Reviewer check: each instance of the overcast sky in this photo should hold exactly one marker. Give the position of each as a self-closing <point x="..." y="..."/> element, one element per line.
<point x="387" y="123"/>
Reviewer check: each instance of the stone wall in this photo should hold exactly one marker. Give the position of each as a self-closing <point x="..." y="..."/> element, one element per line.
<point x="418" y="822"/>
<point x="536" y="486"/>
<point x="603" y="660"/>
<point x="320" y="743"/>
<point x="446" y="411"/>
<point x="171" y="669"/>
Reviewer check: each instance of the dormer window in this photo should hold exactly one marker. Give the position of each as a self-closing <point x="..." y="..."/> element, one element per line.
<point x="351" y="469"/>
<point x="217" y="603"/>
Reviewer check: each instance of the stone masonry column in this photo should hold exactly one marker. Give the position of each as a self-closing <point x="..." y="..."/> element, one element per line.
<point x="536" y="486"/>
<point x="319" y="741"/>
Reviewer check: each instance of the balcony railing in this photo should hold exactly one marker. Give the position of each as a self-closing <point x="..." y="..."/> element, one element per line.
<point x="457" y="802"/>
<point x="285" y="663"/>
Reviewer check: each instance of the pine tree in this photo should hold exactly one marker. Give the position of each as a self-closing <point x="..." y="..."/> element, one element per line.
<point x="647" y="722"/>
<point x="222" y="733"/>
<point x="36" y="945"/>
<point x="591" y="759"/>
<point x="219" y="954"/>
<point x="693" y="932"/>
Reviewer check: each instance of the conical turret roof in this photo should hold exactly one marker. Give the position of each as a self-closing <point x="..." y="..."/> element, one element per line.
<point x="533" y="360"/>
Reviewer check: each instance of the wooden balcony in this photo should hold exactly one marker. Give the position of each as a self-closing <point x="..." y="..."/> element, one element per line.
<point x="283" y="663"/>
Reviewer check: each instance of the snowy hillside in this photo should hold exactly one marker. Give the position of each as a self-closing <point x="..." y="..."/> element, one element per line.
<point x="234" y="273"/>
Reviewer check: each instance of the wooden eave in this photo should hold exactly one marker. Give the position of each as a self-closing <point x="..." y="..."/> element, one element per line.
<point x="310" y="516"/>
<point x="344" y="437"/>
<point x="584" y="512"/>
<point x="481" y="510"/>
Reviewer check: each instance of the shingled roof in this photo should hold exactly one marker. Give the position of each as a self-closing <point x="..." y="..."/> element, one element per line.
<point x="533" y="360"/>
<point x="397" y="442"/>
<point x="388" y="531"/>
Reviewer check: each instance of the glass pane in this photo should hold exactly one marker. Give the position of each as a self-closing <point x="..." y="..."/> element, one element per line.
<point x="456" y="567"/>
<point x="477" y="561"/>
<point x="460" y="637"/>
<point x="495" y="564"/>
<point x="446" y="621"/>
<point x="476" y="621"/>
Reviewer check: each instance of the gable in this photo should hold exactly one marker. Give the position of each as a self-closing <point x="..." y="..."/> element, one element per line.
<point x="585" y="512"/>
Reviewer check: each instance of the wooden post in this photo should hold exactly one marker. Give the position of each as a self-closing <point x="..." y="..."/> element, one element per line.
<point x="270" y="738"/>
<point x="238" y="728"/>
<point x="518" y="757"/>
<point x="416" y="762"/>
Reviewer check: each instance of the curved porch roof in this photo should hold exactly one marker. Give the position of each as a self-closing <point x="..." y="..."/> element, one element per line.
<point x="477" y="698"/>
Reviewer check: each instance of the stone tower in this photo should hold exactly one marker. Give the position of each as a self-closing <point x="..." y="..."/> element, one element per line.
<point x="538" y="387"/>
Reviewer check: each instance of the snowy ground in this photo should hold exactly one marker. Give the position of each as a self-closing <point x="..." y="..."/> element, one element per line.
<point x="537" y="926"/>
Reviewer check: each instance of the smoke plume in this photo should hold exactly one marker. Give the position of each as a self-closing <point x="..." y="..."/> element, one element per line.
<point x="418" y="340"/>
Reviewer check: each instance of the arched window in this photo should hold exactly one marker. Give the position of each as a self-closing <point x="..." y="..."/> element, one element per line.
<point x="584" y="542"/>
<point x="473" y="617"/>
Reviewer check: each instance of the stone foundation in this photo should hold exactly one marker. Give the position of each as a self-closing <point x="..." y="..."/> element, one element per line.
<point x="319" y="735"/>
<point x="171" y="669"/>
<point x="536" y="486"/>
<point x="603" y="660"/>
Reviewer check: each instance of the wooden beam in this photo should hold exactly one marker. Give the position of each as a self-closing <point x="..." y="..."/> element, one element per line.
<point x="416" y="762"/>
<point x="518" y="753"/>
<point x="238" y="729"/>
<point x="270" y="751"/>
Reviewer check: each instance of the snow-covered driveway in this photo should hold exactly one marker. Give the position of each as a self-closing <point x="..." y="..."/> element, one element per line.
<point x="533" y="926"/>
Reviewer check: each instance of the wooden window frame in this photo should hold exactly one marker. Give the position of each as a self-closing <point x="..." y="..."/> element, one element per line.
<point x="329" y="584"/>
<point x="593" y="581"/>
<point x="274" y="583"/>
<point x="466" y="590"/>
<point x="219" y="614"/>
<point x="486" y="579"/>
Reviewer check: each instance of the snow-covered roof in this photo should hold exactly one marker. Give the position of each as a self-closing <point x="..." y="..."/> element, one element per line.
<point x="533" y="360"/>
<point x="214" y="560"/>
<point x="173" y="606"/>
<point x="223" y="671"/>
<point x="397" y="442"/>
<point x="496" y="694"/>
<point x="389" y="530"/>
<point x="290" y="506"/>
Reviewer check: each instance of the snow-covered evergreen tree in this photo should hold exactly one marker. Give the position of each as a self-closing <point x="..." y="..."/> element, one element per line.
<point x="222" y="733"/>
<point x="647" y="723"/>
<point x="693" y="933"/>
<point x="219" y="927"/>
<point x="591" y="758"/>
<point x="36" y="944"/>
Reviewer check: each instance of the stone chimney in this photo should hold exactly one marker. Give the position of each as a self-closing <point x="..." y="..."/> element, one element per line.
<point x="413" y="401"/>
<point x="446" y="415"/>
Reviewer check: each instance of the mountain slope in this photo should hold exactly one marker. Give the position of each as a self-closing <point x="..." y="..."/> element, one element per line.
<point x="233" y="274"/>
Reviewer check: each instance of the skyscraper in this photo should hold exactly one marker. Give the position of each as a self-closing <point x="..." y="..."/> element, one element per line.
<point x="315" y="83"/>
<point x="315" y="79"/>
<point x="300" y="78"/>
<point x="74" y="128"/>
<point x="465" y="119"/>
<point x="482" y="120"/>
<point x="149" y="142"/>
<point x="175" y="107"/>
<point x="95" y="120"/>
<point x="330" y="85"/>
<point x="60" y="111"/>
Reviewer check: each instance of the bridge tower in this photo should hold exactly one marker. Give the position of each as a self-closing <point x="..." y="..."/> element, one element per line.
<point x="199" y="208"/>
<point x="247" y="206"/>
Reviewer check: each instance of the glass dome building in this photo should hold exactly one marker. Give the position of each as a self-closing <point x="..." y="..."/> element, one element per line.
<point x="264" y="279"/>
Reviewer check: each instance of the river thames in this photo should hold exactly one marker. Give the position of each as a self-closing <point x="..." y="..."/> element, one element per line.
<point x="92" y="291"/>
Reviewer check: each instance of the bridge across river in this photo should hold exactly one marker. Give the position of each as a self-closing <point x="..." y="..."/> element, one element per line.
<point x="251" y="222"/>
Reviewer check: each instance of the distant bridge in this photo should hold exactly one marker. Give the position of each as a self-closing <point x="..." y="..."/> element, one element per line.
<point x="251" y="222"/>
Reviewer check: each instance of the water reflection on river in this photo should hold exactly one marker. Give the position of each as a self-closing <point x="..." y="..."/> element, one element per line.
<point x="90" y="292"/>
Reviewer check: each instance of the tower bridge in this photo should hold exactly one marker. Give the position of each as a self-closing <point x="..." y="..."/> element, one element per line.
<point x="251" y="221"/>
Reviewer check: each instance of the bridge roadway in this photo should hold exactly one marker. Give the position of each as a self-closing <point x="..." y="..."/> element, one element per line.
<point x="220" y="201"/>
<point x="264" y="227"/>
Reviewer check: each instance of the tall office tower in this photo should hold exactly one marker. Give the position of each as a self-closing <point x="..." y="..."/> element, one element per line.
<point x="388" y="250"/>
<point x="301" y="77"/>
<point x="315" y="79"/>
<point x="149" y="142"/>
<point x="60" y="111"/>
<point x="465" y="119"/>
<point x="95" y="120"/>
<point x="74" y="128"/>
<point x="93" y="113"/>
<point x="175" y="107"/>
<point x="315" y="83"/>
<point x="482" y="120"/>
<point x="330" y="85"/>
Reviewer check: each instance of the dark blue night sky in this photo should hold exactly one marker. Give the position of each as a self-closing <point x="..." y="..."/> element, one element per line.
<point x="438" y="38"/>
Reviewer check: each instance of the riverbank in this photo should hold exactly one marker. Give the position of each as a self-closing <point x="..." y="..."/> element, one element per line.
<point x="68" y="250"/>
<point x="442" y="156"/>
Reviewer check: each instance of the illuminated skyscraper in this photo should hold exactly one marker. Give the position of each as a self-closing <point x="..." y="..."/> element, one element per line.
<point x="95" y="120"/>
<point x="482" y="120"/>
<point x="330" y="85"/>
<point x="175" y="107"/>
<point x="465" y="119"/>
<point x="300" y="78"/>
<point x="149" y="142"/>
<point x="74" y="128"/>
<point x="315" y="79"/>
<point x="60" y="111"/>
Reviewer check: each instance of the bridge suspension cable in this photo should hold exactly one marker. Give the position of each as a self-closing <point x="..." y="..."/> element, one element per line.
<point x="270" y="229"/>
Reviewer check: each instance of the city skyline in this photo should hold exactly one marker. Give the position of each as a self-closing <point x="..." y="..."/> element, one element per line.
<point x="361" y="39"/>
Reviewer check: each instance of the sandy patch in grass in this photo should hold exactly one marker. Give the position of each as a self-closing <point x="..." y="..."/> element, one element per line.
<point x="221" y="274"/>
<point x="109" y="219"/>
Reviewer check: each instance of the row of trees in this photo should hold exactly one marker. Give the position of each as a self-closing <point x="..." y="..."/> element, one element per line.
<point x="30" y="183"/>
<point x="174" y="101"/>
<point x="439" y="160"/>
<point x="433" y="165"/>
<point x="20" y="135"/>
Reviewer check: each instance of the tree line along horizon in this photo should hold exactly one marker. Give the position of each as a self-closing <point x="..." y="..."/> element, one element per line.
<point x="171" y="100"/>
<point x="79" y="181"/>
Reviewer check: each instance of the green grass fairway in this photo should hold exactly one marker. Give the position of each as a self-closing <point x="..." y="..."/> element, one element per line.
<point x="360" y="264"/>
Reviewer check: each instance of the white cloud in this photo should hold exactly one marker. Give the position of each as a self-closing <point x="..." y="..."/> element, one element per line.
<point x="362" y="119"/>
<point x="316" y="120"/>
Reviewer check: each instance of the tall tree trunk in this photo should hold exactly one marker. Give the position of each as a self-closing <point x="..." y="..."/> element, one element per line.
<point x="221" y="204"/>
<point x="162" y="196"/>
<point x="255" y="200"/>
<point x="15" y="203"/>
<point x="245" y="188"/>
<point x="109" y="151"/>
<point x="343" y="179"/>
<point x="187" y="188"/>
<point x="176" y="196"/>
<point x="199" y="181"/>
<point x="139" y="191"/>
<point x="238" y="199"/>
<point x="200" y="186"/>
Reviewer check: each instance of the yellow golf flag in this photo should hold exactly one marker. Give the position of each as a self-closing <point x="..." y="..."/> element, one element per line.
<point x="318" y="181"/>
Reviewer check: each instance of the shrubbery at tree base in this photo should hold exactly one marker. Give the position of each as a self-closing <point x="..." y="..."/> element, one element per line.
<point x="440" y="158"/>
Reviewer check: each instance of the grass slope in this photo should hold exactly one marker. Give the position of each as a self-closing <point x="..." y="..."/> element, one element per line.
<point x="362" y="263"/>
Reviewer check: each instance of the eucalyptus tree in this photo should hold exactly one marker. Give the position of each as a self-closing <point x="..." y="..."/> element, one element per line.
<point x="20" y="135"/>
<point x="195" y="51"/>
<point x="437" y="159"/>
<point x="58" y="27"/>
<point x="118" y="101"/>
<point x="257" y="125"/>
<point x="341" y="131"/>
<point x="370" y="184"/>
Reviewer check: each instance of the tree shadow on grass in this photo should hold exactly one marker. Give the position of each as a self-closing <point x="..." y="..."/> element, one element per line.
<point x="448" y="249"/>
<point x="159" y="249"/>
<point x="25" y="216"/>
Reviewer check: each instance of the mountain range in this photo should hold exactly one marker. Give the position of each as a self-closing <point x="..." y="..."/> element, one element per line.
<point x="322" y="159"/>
▬▬▬▬▬▬▬▬▬▬
◆ **Action item**
Transcribe exactly, and only, the lines that extend from the one containing "Reviewer check: each instance of the mountain range" to the end of the records above, inclusive of both.

◆ **Answer to this problem**
Reviewer check: each instance of the mountain range in this photo should hold exactly one marker. Give the position of each as a self-closing <point x="..." y="..."/> element, one element per line.
<point x="322" y="159"/>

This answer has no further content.